Task brief: Pick out every line of the entries below that contains the string "brown", treating uppercase and lowercase as different, and copy each of those lines.

Raw entries:
********
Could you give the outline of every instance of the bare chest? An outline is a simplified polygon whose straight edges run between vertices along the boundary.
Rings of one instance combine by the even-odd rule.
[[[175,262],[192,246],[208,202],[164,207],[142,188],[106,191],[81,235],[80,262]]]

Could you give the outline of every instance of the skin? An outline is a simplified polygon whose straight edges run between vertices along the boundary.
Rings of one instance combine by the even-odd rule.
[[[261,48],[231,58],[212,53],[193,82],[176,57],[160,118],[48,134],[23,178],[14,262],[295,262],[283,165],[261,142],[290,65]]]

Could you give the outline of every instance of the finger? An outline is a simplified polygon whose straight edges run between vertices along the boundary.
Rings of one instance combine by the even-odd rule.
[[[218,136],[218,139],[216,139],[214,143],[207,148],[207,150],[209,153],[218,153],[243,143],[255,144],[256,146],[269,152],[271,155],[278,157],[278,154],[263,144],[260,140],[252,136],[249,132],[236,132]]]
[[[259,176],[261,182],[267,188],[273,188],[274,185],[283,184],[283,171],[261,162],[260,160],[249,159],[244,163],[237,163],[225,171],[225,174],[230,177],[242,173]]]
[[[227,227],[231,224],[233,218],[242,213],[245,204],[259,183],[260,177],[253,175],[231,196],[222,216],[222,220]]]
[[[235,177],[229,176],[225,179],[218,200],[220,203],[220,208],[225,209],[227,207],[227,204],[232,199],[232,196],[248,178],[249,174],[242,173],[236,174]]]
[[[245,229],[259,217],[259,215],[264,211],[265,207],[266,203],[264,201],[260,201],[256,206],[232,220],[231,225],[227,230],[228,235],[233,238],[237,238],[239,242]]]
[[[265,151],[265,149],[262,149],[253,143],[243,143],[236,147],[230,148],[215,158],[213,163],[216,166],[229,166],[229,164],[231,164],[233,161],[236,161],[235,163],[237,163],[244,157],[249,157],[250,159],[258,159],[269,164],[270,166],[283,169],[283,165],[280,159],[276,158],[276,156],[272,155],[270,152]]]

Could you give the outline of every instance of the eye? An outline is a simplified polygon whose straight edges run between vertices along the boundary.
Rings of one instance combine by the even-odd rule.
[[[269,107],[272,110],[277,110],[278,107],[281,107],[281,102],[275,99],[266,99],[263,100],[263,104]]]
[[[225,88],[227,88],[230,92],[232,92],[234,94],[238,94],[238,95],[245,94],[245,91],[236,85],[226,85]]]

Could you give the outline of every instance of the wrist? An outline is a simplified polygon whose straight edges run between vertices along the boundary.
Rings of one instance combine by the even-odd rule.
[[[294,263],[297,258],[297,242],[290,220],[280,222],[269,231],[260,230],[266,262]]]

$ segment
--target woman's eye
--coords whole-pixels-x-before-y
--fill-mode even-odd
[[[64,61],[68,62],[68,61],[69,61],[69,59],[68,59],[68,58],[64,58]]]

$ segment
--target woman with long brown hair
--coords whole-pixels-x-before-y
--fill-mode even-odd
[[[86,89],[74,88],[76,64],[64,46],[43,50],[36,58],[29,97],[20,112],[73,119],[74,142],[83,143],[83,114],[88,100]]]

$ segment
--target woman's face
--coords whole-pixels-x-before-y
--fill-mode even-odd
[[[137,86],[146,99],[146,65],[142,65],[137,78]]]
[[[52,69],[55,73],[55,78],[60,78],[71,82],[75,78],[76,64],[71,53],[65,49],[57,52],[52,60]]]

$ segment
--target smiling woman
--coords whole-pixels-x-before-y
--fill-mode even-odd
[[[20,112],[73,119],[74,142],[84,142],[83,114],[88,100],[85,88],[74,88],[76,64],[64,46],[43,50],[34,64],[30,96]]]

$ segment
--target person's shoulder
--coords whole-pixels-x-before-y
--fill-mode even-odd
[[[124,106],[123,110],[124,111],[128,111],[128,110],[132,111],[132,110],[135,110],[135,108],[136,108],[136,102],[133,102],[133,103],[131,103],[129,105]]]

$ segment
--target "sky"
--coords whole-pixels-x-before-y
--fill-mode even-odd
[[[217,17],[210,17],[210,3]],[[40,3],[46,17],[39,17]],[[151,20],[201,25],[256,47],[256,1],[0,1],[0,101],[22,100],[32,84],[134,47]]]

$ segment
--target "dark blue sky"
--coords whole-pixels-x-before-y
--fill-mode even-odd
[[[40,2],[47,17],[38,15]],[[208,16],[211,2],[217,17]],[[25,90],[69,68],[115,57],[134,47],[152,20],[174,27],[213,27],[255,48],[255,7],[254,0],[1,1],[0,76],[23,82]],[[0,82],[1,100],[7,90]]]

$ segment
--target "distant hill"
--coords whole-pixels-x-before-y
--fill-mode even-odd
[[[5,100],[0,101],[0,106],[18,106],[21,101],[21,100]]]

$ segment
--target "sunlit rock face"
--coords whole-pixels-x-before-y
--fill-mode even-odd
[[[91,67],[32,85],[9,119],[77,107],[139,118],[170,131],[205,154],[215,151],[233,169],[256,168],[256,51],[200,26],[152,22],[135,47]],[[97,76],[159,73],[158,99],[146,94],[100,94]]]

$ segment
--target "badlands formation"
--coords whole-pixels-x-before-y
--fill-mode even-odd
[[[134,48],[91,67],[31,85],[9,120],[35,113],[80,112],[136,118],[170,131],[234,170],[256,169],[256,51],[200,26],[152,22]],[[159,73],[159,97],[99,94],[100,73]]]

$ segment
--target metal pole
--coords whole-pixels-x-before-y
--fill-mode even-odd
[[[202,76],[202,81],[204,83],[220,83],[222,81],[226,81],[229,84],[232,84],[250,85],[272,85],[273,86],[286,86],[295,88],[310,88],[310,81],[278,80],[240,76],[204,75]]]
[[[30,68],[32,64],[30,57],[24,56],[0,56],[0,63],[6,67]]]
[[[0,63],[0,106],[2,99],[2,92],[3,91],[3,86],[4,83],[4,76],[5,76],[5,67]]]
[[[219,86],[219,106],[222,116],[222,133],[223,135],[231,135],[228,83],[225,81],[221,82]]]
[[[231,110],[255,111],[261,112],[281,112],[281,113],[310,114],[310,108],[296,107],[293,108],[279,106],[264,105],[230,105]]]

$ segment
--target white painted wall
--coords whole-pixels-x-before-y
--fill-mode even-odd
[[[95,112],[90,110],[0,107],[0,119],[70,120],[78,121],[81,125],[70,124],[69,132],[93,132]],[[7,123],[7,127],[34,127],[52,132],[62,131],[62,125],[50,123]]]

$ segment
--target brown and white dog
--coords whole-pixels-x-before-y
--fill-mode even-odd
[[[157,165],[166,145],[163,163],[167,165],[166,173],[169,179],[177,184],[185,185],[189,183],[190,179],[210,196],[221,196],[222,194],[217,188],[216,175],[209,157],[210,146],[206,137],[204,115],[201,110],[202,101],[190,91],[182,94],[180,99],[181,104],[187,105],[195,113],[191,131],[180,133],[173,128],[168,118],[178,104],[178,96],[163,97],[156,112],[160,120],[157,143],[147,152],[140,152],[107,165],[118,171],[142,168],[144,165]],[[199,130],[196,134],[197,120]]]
********
Exercise output:
--target woman with long brown hair
--target brown and white dog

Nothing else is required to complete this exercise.